━━━ SELECTED EXTRACT ━━━
Data Scientist Interview Flashcards

Question 1

Q

What is variance?

Answer

A

Variance measures data spread by averaging squared differences from the mean. Higher variance means more spread.

Variance is a key concept in statistics that helps in understanding the dispersion of data points in a dataset.

Question 2

Q

Difference between mean and median?

Answer

A

Mean is the average. Median is the middle value. Median is less affected by outliers.

The mean can be skewed by extreme values, while the median provides a better measure of central tendency in such cases.

Question 3

Q

How do you detect outliers?

Answer

A

Use Z-score (>3), IQR (1.5*IQR rule), or visualize with boxplots and histograms.

Outlier detection is crucial for data cleaning and ensuring the accuracy of statistical analyses.

Question 4

Q

Explain Bayes’ Theorem

Answer

A

It updates probabilities based on new evidence: P(A|B) = P(B|A) * P(A) / P(B).
━━━
WRITTEN PROBLEM 1
Pull out each line of the records below that contains the word "clear".
━━━ DATA IN THIS EXERCISE ━━━
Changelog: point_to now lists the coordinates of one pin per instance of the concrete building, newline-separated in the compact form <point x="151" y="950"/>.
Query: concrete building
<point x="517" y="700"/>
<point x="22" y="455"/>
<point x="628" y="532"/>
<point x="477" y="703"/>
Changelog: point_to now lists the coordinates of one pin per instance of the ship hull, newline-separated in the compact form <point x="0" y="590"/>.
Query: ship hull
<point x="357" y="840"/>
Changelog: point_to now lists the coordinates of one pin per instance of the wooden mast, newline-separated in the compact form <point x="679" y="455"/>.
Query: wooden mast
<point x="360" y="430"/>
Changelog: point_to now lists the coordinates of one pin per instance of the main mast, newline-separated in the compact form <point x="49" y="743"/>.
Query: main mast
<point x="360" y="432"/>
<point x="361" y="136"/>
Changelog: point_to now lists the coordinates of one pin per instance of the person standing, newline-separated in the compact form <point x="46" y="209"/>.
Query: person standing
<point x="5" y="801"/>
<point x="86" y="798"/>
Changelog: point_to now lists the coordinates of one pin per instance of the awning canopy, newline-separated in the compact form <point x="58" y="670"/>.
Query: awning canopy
━━━
━━━ DATA IN THIS EXERCISE ━━━
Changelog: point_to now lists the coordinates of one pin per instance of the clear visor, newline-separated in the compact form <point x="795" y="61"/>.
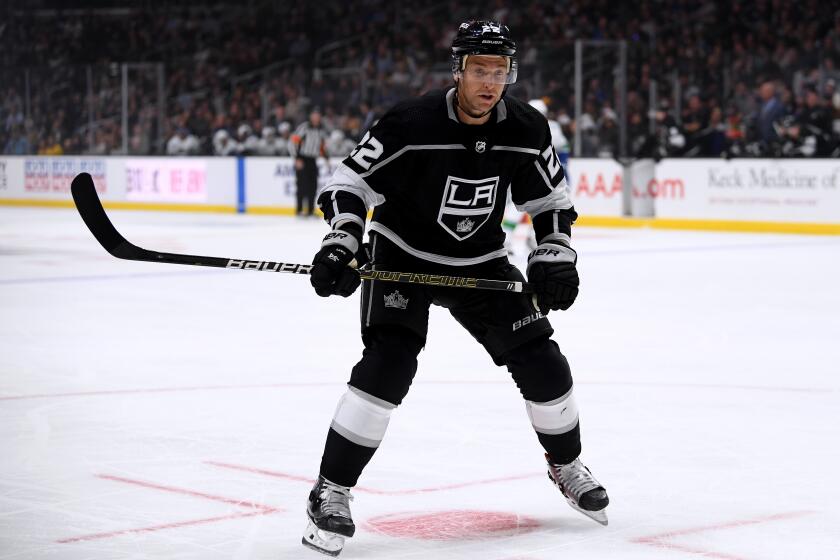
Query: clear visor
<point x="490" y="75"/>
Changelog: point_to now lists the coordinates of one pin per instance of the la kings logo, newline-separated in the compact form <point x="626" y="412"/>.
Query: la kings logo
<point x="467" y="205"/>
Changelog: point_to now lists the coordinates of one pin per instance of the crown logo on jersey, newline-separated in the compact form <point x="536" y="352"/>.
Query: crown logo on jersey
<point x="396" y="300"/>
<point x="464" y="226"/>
━━━
WRITTEN PROBLEM 2
Reproduce the interview flashcards above from "Mean is the" down to "in such cases.".

WORKED SOLUTION 1
Changelog: point_to now lists the coordinates of one pin per instance of the clear visor, newline-separated in the compact form <point x="795" y="61"/>.
Query: clear visor

WORKED SOLUTION 2
Mean is the average. Median is the middle value. Median is less affected by outliers.

The mean can be skewed by extreme values, while the median provides a better measure of central tendency in such cases.